Work to do:
Copy out the entries word for word, from the line with "Annotate island countertop" to the line with "0, 521, 16, 554", and include both of those lines.

Data to process:
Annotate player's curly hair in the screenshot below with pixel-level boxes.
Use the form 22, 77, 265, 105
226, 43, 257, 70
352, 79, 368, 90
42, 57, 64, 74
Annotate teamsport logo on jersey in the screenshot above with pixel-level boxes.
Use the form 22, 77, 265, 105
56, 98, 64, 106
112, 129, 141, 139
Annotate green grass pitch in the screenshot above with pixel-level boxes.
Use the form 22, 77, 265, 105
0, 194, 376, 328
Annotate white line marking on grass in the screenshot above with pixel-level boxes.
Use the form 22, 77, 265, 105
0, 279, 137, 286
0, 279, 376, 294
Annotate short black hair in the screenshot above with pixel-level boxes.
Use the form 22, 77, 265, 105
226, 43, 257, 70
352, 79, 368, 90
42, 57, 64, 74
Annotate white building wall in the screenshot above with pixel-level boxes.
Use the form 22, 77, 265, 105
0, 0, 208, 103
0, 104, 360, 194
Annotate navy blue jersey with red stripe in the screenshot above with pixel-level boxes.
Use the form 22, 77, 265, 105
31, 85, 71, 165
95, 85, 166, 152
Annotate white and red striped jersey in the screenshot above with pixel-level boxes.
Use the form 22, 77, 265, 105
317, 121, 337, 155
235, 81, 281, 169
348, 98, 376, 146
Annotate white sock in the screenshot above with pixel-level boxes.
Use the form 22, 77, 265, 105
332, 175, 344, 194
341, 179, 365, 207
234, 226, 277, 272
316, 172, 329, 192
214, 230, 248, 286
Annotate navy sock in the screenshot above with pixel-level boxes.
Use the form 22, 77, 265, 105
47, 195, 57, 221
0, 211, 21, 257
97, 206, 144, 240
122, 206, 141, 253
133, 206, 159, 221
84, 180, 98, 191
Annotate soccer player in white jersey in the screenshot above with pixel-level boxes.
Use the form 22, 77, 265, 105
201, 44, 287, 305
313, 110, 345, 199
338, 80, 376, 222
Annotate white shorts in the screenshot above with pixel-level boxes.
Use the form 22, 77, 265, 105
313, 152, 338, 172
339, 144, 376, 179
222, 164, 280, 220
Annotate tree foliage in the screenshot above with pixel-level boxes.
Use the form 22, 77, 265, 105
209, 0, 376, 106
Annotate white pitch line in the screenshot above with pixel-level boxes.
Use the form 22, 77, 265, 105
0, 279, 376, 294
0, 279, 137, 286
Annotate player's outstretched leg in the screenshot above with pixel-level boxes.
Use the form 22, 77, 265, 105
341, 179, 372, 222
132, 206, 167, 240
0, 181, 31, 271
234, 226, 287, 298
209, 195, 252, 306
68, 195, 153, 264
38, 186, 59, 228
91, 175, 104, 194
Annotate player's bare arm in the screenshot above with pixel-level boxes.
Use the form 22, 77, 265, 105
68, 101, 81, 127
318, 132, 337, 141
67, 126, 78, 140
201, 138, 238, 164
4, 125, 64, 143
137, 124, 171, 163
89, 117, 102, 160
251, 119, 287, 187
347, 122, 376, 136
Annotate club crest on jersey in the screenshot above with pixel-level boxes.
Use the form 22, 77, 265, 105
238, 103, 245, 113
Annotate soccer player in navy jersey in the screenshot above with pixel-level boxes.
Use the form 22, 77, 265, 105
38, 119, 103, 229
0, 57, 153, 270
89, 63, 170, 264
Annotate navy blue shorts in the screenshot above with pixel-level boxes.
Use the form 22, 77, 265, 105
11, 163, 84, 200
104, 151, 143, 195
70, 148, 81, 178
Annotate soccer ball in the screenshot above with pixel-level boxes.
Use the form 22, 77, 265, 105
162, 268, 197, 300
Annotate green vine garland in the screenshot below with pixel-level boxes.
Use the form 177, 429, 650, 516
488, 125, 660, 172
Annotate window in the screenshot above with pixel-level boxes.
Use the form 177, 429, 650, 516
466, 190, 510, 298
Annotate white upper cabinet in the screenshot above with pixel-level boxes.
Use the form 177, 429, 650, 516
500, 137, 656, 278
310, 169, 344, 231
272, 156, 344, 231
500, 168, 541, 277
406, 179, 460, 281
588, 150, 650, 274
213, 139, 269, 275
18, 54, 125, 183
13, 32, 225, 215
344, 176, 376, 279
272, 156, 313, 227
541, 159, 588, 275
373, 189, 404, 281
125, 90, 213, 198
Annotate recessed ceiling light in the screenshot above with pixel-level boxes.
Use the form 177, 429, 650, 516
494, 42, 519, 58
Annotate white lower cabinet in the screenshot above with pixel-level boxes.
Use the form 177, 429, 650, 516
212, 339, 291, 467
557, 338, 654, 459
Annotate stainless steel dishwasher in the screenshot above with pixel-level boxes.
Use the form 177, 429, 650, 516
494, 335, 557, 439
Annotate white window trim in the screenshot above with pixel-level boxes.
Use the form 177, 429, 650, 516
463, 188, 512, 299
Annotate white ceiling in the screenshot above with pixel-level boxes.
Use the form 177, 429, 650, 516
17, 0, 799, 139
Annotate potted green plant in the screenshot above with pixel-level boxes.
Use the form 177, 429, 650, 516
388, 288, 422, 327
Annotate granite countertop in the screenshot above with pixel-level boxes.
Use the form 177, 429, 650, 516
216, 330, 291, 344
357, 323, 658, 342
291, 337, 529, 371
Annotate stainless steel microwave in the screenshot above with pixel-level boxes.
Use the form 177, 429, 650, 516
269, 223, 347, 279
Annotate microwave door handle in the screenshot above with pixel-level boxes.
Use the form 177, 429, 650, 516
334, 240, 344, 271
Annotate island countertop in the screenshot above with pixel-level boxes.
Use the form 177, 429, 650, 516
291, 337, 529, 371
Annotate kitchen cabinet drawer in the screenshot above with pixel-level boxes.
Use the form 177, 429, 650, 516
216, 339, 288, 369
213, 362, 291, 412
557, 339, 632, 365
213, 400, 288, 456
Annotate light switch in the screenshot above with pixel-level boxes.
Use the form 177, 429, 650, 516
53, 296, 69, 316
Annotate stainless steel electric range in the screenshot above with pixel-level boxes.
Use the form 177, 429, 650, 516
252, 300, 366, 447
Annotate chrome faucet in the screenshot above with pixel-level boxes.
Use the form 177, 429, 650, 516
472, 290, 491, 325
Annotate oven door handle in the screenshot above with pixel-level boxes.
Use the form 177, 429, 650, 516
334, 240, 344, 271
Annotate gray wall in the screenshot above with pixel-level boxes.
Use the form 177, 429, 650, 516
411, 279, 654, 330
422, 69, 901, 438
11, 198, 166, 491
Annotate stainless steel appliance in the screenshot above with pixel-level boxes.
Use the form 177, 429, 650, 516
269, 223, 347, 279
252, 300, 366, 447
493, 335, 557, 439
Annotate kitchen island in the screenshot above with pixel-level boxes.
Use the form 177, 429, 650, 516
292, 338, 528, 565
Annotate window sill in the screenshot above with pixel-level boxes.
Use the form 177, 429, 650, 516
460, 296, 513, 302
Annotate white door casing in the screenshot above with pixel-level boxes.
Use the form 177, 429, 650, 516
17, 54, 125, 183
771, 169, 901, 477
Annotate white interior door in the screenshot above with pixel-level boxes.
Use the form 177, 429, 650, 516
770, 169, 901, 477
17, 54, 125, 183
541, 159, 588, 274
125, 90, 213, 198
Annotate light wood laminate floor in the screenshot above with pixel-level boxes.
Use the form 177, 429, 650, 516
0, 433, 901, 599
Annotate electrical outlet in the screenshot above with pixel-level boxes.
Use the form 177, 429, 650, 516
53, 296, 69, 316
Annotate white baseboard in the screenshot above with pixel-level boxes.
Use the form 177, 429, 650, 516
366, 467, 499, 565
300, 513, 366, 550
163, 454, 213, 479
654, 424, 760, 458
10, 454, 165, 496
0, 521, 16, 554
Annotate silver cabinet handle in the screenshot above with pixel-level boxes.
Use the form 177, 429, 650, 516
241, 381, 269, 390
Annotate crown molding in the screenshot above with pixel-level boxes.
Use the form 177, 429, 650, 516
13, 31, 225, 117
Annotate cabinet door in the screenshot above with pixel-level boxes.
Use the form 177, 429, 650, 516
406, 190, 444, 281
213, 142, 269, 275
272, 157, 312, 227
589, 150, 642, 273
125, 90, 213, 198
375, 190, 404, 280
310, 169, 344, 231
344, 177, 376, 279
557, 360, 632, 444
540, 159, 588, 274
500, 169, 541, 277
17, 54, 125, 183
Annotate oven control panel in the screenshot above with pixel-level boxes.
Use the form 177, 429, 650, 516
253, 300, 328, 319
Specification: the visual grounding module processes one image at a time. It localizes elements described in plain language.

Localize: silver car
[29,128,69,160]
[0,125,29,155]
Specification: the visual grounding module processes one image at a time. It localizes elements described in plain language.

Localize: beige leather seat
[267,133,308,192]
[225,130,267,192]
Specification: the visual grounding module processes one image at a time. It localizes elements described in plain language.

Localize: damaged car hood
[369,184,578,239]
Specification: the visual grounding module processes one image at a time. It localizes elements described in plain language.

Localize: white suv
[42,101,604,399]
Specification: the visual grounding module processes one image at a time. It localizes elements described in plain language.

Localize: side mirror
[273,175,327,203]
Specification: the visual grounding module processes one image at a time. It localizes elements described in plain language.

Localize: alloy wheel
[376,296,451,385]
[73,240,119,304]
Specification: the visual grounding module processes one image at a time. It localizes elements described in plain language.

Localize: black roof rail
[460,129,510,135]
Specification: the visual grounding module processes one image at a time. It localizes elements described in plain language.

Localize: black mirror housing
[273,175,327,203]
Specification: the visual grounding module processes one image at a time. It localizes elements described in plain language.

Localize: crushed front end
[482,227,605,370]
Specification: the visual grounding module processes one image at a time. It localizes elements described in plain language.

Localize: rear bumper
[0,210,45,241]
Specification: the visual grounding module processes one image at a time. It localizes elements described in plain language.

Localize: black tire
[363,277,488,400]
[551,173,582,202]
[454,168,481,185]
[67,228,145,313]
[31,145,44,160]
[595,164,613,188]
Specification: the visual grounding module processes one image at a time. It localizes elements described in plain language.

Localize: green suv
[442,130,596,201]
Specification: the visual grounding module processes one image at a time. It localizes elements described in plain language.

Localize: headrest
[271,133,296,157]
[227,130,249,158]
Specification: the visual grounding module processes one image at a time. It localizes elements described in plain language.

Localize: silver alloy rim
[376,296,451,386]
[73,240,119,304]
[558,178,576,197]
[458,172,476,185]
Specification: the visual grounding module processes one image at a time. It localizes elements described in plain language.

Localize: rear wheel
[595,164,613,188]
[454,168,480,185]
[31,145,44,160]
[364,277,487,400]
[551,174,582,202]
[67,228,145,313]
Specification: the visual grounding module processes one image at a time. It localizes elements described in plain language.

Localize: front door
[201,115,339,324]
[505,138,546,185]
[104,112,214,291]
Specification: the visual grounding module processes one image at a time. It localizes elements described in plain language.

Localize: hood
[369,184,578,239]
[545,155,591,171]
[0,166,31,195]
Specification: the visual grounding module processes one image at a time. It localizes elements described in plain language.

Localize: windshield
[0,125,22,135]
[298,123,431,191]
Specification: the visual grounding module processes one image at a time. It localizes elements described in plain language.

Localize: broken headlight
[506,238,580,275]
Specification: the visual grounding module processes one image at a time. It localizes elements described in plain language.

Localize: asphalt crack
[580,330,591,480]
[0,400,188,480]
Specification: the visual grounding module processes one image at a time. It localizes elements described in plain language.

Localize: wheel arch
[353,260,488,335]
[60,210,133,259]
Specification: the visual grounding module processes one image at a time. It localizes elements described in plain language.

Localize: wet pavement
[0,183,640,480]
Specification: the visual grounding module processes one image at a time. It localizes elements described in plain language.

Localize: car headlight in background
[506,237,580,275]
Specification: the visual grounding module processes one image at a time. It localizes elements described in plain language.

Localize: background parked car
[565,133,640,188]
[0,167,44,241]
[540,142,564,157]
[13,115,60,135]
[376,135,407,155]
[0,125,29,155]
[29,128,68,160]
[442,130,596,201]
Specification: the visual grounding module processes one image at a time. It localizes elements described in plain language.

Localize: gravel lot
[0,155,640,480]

The completed task:
Annotate island countertop in the screenshot above with pixel-level boxes.
Use the form 177, 429, 650, 516
291, 337, 529, 371
Annotate kitchen cabinet drawer in the screenshot above with pixel-level boxes.
Use the form 177, 429, 650, 516
216, 339, 288, 369
213, 362, 291, 412
557, 339, 632, 365
213, 400, 288, 456
Annotate light switch in the screenshot above with pixel-level boxes.
Use the form 177, 429, 650, 516
53, 296, 69, 316
Annotate stainless steel electric range in the screenshot above with pixel-level boxes.
Use the form 177, 429, 650, 516
252, 300, 366, 447
Annotate chrome faucet in the screenshot above with pixel-level boxes.
Use the form 177, 429, 650, 516
472, 290, 491, 325
Annotate oven door handle in the screenshot above with pixel-level boxes.
Use the form 177, 429, 650, 516
334, 240, 344, 271
Annotate gray wall in the screenshot above with pixel-level boxes.
Use the form 177, 429, 650, 516
411, 279, 654, 330
422, 69, 901, 438
11, 198, 166, 491
Annotate stainless steel appliance in the screenshot above with pixel-level boxes.
Use the form 177, 429, 650, 516
269, 223, 347, 279
252, 300, 366, 447
493, 335, 557, 439
Annotate kitchen island in the screenshot above with pixel-level boxes.
Use the form 177, 429, 650, 516
292, 338, 528, 565
Annotate window sill in the screenshot above with pixel-level boxes.
Use the form 177, 429, 650, 516
460, 296, 513, 302
Annotate white door casing in the screenshot above with pixel-level boxes.
Use the form 177, 429, 650, 516
17, 54, 125, 183
771, 169, 901, 477
Annotate white interior door in the screenshot above with pixel-level boxes.
Use the form 177, 429, 650, 516
770, 169, 901, 477
17, 54, 125, 183
541, 159, 588, 274
125, 90, 213, 198
Annotate light wood laminate floor in the screenshot above with pixel-level boxes.
Use the form 177, 429, 650, 516
0, 433, 901, 599
Annotate electrical outlet in the screenshot above with pixel-level boxes.
Use the form 177, 429, 650, 516
53, 296, 69, 316
Annotate white baseboard in the screenshot above with pixel-level boxes.
Use the form 177, 429, 650, 516
366, 467, 499, 565
300, 513, 366, 550
163, 454, 213, 479
654, 424, 760, 458
10, 454, 165, 496
0, 521, 16, 554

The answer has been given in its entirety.